- EXERCISE AIM
Each of the following records is to be printed verbatim.

Segment Start: AVAILABLE DATA

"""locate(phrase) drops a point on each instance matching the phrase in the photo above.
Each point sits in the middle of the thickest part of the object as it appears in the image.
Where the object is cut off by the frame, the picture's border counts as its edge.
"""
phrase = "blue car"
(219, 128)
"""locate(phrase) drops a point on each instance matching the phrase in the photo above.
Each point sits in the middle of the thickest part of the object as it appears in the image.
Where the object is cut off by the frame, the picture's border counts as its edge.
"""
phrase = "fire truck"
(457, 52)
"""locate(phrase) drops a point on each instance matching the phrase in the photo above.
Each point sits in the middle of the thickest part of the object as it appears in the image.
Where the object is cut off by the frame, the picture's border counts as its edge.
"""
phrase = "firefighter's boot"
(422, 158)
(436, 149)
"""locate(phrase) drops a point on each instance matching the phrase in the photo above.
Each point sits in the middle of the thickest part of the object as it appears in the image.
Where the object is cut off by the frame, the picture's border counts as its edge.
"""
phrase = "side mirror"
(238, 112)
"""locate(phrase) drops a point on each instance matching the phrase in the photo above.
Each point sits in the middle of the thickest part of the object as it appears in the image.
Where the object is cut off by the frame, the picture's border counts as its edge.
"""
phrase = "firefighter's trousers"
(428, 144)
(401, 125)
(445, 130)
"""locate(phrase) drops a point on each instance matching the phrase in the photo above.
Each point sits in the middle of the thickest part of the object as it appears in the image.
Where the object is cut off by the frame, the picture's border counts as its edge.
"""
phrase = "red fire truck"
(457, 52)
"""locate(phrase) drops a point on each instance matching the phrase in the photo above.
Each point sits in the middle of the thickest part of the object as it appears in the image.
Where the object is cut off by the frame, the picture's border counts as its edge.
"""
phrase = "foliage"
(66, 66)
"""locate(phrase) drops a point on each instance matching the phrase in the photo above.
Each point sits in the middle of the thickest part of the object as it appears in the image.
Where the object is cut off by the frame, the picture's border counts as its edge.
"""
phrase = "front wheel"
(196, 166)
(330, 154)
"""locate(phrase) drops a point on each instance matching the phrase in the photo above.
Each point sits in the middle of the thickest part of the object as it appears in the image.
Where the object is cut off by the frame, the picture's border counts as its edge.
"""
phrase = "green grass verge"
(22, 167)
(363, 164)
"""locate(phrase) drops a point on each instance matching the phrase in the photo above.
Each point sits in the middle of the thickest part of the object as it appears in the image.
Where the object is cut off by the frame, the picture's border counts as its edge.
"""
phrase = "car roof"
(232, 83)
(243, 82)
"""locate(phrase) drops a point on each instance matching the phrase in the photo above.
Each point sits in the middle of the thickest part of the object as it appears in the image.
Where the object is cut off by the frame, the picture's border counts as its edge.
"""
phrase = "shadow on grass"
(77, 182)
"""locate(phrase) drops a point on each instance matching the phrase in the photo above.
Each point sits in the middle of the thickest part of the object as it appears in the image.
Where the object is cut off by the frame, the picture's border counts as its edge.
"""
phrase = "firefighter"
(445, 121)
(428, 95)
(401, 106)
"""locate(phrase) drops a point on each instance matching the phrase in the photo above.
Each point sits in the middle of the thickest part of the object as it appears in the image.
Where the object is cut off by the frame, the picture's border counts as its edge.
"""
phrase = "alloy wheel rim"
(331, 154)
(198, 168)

Segment End: AVAILABLE DATA

- SOLUTION
"""locate(phrase) drops a point on each instance matching the phrase in the photo above.
Each point sits in the middle of the thickest part of the object as it appears in the image.
Where the object is cut off by the frame, the picture's border counts as its edge.
"""
phrase = "blue car"
(219, 128)
"""locate(phrase) drops a point on each instance matching the phrase in the photo above.
Each point sits in the middle of the thickest part of the object as it appears in the image.
Where the object is cut off by the frame, the picture's border counts as its edge.
"""
phrase = "fire truck"
(457, 52)
"""locate(phrase) drops a point on each instance matching the phrase in the photo above.
Each point sits in the middle of the thickest part of the object as it appears in the image.
Where the object is cut off by the frame, the picture's border counts as its edge.
"""
phrase = "firefighter's boot"
(422, 158)
(436, 149)
"""locate(phrase) drops a point on each instance matching the phrase in the photo above.
Each point sits in the middle of the thickest part of the object as it appears in the image.
Where the object is cut off by the frame, the picture's border counts as its edge.
"""
phrase = "side mirror"
(238, 112)
"""locate(phrase) drops a point on each instance matching the phrase in the photo above.
Each point sits in the middle of the thickest part of the object as it appears in the image.
Where the object is cut off by the frame, the picture's border counts as its edge.
"""
phrase = "firefighter's trousers"
(428, 144)
(401, 125)
(445, 130)
"""locate(phrase) drops a point on each instance matching the phrase in the photo above.
Each point sits in the middle of the thickest part of the object as it appears in the image.
Where the object is cut off by the frame, the picture's border counts as its edge.
"""
phrase = "red fire truck"
(457, 52)
"""locate(phrase) drops a point on each instance matching the phrase in the photo above.
Each point sits in the middle of the thickest part of the object as it appears in the image.
Where the object is cut off by the frame, the picture's border counts as its edge.
"""
phrase = "foliage"
(66, 66)
"""locate(phrase) drops a point on each instance matching the phrase in the photo above.
Each point sits in the middle of the thickest part of the object as it appears in the image.
Where the object is cut off by the frame, the picture's border counts as its edge.
"""
phrase = "front wheel"
(196, 166)
(330, 154)
"""locate(phrase) drops a point on each instance matching the phrase in the photo above.
Each point sits in the middle of the thickest part of the object as it appears in the image.
Where the object is cut off by the frame, the picture's border counts as its edge.
"""
phrase = "green grass verge"
(22, 167)
(363, 164)
"""locate(phrase) drops a point on each instance matching the phrase in the photo above.
Each point sits in the middle of the thickest part of the object as it appears in the image.
Where the object is cut off by the frame, the picture's border counts as its edge.
"""
phrase = "car roof"
(232, 83)
(243, 82)
"""locate(phrase) drops a point on each instance matching the phrase in the photo above.
Each point sits in the middle of the thickest part of the object as it appears in the image.
Where the object is cut off by the frame, the picture's border counts as its edge.
"""
phrase = "shadow on grass"
(77, 182)
"""locate(phrase) drops a point on each instance matching the phrase in the photo above.
Each point sits in the middle of the thickest part of the object as it appears in the image.
Where the object is cut off by the frame, the picture's border counts as its edge.
"""
phrase = "firefighter"
(445, 121)
(428, 95)
(401, 106)
"""locate(phrase) drops a point on each instance matching the phrase in the photo above.
Each point sits in the middle of the thickest part of the object as it appears in the image.
Where the object is cut off by the frame, the picture's border counts as its edge.
"""
phrase = "alloy wheel rim"
(331, 154)
(198, 168)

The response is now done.